#### [READING PASSAGE]
§

Eric LeMarque (born July 1, 1969) is an American-French author and a former professional ice hockey player. During his ice hockey career, he was a member of the French national ice hockey team and competed with the team at the 1994 Winter Olympics.

Early life
LeMarque was born in Paris, France but grew up in the West Hills and Pacific Palisades, two neighborhoods of Los Angeles.

Hockey career
Growing up in the United States, he played Division I college ice hockey with the Northern Michigan University Wildcats from 1987 to 1991. He was drafted by the Boston Bruins of the NHL at 17-years old with the 224th pick in the 1987 draft. He played the majority of his career in France, where he won three straight national championships from 1994 to 1996, and in Germany. He was selected to the French national ice hockey team and competed with the team at the 1994 Winter Olympics in Lillehammer, Norway, where he netted one goal in five games, and at the IHW World Championships in 1994 and 1995. He retired from hockey during the 1999–2000 season and took up snowboarding focusing on the X-Games.

§

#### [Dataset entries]

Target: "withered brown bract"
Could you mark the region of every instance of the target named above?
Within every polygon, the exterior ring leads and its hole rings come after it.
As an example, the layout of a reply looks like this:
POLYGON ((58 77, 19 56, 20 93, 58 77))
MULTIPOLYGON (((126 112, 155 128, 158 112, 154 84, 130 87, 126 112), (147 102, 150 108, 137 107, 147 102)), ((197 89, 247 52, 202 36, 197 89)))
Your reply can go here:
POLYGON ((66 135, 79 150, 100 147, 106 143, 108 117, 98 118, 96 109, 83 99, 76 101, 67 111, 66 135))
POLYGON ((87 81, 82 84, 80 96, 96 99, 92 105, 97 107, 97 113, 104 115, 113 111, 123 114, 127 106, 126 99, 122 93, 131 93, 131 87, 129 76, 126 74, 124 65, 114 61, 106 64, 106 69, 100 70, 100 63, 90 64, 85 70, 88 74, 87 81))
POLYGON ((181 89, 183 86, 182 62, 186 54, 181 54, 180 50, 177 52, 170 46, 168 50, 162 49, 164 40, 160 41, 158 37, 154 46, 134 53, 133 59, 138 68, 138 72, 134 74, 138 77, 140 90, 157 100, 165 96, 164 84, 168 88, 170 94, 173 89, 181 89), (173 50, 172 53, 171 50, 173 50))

§

#### [WHAT TO WORK ON]
1 – Name every country mentioned in the text about Eric LeMarque.
2 – Retype the passage of the text about Eric LeMarque between "Eric LeMarque (born" and "1994 Winter Olympics.", inclusive.

#### [OUTPUTS FOR THE TASKS]
1 – France, United States, Germany, Norway

2 –
Eric LeMarque (born July 1, 1969) is an American-French author and a former professional ice hockey player. During his ice hockey career, he was a member of the French national ice hockey team and competed with the team at the 1994 Winter Olympics.